▸ **BRIEF**: Please echo the entries verbatim, everything from their first line down to the line containing "[[770, 230, 1160, 452]]", including both ends. Stop there and reproduce nothing else.

Collected data entries:
-=-=-
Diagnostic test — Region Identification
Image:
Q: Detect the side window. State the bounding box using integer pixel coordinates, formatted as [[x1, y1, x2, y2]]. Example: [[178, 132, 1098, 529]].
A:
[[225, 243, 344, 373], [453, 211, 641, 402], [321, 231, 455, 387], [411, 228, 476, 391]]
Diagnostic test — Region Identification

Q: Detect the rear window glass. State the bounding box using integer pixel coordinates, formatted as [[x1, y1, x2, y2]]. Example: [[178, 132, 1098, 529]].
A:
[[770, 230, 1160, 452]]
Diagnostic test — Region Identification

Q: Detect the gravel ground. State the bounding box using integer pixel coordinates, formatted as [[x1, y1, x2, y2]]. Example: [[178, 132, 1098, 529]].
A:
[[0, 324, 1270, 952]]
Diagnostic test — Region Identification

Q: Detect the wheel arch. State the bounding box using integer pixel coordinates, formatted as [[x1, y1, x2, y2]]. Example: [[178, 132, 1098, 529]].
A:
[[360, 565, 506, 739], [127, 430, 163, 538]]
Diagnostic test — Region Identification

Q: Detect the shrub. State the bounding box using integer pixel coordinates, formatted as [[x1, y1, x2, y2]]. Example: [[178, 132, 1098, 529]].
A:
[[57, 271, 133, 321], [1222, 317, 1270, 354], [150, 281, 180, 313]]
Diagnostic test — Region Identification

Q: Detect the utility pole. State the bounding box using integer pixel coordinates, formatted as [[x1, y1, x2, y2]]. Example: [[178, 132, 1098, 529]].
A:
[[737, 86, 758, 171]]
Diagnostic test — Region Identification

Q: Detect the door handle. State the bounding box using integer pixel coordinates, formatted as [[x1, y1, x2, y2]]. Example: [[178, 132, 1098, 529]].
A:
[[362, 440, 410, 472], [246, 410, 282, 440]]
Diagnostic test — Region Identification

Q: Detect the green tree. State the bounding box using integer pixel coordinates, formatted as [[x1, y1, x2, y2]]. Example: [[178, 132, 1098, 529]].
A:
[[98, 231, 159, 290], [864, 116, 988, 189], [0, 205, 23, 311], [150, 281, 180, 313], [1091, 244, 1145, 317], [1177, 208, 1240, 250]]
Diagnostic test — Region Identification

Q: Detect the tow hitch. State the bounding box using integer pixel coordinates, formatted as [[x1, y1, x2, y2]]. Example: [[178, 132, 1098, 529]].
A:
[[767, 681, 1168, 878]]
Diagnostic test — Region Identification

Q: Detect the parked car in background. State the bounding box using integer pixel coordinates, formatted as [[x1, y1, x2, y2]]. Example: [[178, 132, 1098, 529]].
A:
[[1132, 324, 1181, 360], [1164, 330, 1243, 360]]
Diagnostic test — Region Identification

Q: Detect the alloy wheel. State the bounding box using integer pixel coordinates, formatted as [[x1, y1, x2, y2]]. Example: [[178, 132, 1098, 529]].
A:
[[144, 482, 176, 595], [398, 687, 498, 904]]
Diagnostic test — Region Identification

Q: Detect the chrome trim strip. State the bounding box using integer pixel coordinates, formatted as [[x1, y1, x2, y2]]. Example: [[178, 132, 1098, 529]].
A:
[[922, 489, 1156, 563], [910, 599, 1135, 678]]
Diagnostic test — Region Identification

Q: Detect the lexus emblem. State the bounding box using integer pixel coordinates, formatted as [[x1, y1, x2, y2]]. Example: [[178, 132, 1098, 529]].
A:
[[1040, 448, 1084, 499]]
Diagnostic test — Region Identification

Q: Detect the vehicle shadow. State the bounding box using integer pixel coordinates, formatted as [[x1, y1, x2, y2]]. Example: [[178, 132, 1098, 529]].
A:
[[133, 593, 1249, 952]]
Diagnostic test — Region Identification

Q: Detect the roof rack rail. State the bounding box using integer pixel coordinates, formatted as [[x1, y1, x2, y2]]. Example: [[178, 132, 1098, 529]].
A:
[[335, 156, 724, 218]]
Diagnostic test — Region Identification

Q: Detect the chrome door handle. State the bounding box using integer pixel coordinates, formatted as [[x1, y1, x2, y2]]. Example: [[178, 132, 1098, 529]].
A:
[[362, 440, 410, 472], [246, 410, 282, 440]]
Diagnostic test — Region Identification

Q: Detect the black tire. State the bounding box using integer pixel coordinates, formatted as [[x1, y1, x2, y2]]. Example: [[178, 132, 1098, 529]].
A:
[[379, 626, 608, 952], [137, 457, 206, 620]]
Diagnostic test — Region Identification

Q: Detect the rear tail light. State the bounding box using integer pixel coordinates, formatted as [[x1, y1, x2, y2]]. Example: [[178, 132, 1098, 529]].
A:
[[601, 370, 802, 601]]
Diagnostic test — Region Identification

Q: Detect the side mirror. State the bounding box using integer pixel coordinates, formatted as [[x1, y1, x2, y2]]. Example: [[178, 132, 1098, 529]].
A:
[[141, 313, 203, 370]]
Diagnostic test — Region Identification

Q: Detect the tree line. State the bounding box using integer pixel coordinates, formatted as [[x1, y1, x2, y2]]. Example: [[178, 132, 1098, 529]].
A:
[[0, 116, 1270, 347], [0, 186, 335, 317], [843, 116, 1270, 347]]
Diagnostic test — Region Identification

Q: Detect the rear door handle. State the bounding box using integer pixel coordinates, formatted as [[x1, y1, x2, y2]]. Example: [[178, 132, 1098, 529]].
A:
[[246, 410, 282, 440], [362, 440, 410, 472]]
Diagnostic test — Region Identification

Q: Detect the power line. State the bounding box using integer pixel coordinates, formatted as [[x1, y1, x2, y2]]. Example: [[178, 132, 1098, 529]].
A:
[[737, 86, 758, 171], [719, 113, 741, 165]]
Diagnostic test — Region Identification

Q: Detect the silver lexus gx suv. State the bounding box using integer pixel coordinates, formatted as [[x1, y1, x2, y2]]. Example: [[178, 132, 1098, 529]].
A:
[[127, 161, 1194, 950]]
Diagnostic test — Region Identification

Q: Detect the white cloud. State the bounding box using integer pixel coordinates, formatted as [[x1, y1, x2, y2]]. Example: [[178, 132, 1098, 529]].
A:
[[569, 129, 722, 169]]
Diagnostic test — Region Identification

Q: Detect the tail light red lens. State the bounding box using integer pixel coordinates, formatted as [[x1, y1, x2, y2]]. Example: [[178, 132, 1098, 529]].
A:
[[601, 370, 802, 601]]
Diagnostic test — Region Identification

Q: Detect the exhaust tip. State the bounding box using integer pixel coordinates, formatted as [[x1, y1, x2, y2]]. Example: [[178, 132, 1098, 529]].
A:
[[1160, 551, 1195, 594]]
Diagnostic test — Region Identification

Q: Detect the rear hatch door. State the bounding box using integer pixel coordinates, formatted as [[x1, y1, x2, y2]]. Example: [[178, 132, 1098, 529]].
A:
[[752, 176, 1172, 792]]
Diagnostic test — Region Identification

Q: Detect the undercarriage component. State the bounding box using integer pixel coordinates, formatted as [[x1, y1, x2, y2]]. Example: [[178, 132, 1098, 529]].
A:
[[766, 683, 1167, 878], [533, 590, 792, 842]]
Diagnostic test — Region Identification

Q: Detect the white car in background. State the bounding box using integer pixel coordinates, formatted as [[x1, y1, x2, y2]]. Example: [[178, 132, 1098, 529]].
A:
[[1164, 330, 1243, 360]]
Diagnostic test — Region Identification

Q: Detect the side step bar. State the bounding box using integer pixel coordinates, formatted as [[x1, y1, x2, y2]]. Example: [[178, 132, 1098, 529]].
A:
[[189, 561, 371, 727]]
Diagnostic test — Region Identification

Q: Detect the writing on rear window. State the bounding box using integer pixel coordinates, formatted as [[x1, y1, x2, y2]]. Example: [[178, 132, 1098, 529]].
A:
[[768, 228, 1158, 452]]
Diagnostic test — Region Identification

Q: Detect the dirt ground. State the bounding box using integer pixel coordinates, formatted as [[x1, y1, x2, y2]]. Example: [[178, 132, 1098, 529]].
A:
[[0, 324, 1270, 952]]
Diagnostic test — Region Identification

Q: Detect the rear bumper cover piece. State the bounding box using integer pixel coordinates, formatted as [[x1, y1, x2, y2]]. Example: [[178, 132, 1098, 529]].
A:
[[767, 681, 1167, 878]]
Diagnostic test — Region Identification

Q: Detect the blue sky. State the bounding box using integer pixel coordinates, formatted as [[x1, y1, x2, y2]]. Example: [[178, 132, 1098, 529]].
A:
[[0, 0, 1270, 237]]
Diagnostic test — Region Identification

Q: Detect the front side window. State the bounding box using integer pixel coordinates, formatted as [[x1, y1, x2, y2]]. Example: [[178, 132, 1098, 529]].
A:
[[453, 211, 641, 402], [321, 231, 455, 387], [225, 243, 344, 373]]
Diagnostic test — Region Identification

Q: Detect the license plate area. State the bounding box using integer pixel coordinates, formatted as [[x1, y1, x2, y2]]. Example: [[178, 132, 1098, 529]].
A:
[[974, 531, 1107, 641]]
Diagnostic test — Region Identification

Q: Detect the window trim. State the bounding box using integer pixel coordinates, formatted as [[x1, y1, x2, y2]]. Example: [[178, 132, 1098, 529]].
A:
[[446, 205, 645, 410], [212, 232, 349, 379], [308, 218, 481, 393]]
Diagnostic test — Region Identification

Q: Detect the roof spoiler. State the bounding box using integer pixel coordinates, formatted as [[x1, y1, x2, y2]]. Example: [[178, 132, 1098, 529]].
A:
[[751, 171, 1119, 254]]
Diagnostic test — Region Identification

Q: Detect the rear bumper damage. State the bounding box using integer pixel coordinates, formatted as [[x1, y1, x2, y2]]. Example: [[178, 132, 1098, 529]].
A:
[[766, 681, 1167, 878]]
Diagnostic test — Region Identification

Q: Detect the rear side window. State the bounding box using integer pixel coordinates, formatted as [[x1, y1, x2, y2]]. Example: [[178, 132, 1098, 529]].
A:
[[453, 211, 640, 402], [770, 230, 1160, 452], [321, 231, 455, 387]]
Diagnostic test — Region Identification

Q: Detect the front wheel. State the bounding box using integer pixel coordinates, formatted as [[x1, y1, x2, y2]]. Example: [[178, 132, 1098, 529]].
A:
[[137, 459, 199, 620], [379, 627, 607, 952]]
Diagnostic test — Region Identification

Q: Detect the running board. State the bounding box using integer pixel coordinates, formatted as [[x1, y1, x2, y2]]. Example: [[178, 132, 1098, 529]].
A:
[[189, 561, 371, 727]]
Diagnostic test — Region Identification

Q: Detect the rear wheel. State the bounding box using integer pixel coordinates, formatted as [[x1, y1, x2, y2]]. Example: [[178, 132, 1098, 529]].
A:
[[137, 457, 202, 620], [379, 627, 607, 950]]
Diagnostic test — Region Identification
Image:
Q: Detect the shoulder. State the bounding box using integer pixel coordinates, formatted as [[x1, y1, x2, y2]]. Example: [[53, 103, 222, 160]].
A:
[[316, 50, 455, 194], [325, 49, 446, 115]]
-=-=-
▸ **THE SOLUTION**:
Diagnostic test — Region Identification
Image:
Q: Detect the side window. State the bounding box using integer pixel coordinates, formatted as [[x1, y1, x2, y2]]. Example: [[178, 132, 1098, 529]].
A:
[[225, 243, 344, 373], [453, 211, 641, 402], [321, 231, 455, 387], [411, 228, 476, 391]]
Diagnostic test — Region Identification

Q: Detect the rear window glass. State the bounding box using integer pixel coordinates, formatted as [[x1, y1, x2, y2]]. Example: [[178, 132, 1098, 529]].
A:
[[770, 230, 1160, 452]]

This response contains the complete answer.